GIVEN TASK | Lay out every row below as a numbered list, skipping blank lines. Leave the pictures out of the answer.

....................

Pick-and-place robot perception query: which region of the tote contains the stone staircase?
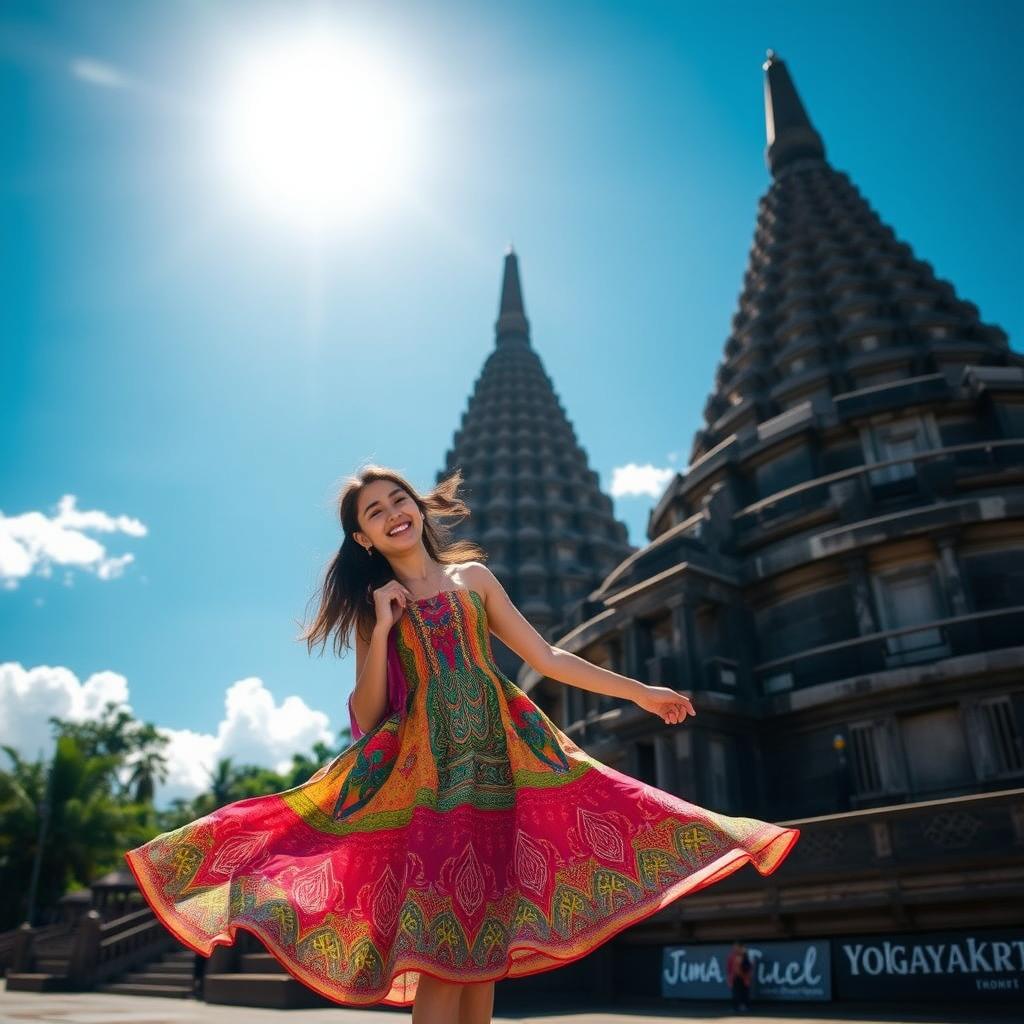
[203,931,338,1010]
[95,949,196,999]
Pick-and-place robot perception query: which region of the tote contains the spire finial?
[496,242,529,344]
[762,50,825,174]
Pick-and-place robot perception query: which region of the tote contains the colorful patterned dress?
[125,589,799,1007]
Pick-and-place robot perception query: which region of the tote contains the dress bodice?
[348,587,491,740]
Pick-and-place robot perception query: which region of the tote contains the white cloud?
[0,662,128,760]
[0,662,337,807]
[610,462,677,498]
[71,57,129,89]
[0,495,147,590]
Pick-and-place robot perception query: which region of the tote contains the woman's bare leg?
[412,974,463,1024]
[459,981,495,1024]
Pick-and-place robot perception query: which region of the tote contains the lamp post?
[26,751,56,926]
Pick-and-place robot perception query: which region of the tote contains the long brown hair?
[298,463,487,656]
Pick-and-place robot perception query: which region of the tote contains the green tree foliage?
[0,701,350,931]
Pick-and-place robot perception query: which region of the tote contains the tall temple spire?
[495,243,529,345]
[761,50,825,177]
[690,50,1021,463]
[437,246,635,678]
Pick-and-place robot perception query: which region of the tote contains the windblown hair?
[298,463,486,656]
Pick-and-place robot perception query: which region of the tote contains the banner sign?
[662,940,831,1001]
[833,929,1024,999]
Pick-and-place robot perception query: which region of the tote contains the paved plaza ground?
[0,980,1022,1024]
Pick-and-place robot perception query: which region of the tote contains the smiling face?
[354,480,423,557]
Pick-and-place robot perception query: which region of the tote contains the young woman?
[125,466,799,1024]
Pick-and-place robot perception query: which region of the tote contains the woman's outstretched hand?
[633,684,696,725]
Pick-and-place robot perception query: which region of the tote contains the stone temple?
[438,51,1024,994]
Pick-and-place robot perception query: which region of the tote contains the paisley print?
[125,589,799,1007]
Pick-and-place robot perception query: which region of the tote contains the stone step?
[7,971,69,992]
[203,973,338,1010]
[239,953,288,974]
[118,969,193,989]
[94,981,191,999]
[36,953,71,974]
[146,961,193,978]
[164,949,196,964]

....................

WORKED ANSWER |
1. Pick-and-place robot perception query: which region of the tote contains the stone staircase?
2. [203,931,338,1010]
3. [95,949,196,999]
4. Pick-and-place robot perception query: which region of the tote contains the spire finial?
5. [496,242,529,344]
6. [762,50,825,174]
7. Pick-and-place robot perception query: which region of the tote contains the colorful patterned dress?
8. [125,589,799,1007]
9. Pick-and-place robot perception query: which region of the tote contains the dress bodice?
10. [348,587,491,740]
11. Pick-and-place robot perception query: which region of the tote contains the white cloud?
12. [0,662,128,760]
13. [0,662,337,807]
14. [610,462,677,498]
15. [71,57,129,89]
16. [0,495,147,590]
17. Pick-and-place robot perception query: which region of the tote contains the woman's bare leg?
18. [412,974,463,1024]
19. [459,981,495,1024]
20. Pick-and-place robot perception query: which region of the tote contains the lamp post?
21. [26,751,56,926]
22. Pick-and-place robot perception query: which region of the tote contains the long brown hair?
23. [298,463,487,656]
24. Pick-and-place robot perception query: which region of the tote contains the green tree foliage?
25. [0,701,350,931]
26. Pick-and-place robot perception query: which region of the tote contains the tall temple spire?
27. [495,243,529,345]
28. [761,50,825,177]
29. [690,50,1021,463]
30. [437,246,635,678]
31. Pick-and-place robot perception query: which region of the tote contains the windblown hair?
32. [298,463,486,656]
33. Pick-and-place robot perception query: which region of the tote contains the banner sign?
34. [662,940,831,1001]
35. [833,929,1024,999]
36. Pick-and-place robot perception query: which region of the tote contains the paved plaza ground?
37. [0,980,1022,1024]
38. Pick-and-place robot perception query: which region of the tote contains the smiling face?
39. [354,480,423,557]
40. Pick-and-place robot perception query: which region of the tote contains the young woman?
41. [125,466,799,1024]
42. Pick-and-place robot perception query: which region of the tote contains the woman's outstretched hand?
43. [633,684,696,725]
44. Pick-and-place robot perception query: which region of the tote contains the stone temple?
45. [438,51,1024,994]
46. Pick-and-place robot perception query: which region of the tote contains the paisley print?
47. [125,589,799,1007]
48. Pick-and-place robot perception query: which region of the tote contains the stone step?
49. [7,971,69,992]
50. [203,973,338,1010]
51. [239,953,288,974]
52. [118,969,193,989]
53. [94,981,191,999]
54. [36,953,71,974]
55. [146,961,193,978]
56. [164,949,196,964]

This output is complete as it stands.